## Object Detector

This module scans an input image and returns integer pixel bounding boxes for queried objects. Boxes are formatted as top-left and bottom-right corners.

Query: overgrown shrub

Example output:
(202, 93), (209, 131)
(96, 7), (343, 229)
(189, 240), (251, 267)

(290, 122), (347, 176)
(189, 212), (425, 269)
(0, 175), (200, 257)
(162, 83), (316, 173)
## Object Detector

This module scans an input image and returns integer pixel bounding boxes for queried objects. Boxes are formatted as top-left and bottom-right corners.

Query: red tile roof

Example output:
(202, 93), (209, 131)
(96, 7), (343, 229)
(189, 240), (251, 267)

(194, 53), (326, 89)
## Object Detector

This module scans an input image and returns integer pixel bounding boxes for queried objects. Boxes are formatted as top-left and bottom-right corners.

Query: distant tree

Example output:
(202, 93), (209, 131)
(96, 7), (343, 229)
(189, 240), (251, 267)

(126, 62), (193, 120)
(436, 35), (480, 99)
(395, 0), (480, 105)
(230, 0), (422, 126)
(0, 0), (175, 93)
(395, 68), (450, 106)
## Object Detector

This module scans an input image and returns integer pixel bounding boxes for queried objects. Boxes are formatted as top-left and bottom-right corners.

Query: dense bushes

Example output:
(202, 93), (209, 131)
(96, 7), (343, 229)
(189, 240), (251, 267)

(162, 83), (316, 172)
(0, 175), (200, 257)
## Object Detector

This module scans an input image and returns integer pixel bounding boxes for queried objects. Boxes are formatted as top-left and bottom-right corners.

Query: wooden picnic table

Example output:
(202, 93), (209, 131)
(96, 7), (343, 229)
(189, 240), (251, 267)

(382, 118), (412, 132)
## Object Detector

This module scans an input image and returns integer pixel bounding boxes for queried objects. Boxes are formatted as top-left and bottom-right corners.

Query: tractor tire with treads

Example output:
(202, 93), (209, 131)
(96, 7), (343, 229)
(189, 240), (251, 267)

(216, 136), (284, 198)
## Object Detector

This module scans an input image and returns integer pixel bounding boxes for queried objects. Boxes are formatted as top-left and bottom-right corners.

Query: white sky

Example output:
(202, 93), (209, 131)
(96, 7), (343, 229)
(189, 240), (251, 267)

### The problem
Reproduce all of the entries above word for word, line by line.

### Result below
## Object Detector

This module scans an input image and returns integer pixel bounding boxes for queried objects. Boxes are formatted as top-left and bottom-right corners.

Query: overgrown shrub

Example output:
(202, 93), (209, 131)
(96, 7), (343, 229)
(189, 240), (251, 267)

(290, 122), (347, 176)
(189, 212), (425, 269)
(0, 175), (200, 257)
(162, 83), (316, 173)
## Object Detector

This module scans an input image and returns integer pixel bounding boxes for queried objects. Boxes are formatted as top-left and bottom-right corners.

Query: red tile roof

Example output:
(202, 93), (209, 131)
(96, 7), (343, 229)
(189, 240), (251, 267)

(194, 53), (326, 89)
## Object Detector

This module scans an input image and returns integer pixel bounding boxes for queried objects. Boxes are formatted as top-left and bottom-right corners.

Query: distant tree

Example output:
(202, 93), (209, 131)
(96, 7), (343, 229)
(189, 240), (251, 267)

(126, 62), (193, 120)
(436, 35), (480, 99)
(395, 0), (480, 105)
(230, 0), (422, 126)
(0, 0), (175, 93)
(395, 68), (450, 106)
## Object Detector

This module scans an input image and returns integer pixel bounding boxes for queried objects. Boxes are formatted as top-left and bottom-right corners.

Query: dense bushes

Example output:
(202, 93), (209, 131)
(96, 7), (343, 229)
(189, 240), (251, 267)

(162, 83), (316, 172)
(0, 175), (200, 257)
## Object Detector

This module scans an input image and returns integer pixel bounding boxes for queried objects. Boxes are formatted as top-left and bottom-right corners.

Query: wooden picnic table

Example output:
(202, 93), (209, 131)
(96, 7), (343, 229)
(189, 240), (251, 267)

(382, 118), (412, 132)
## Object Detector

This module scans an input image and returns integer pixel bounding boxes for queried objects. Boxes are formatted as top-left and bottom-right corners.

Query: tractor tire with treads

Example output:
(202, 93), (209, 131)
(96, 7), (343, 229)
(189, 240), (251, 267)

(216, 136), (284, 198)
## Object Detector

This module scans an input image and returns integer pixel bounding boxes for queried objects. Boxes are formatted as top-left and bottom-right corners.

Query: white sky

Example output:
(202, 93), (209, 131)
(96, 7), (343, 229)
(189, 240), (251, 267)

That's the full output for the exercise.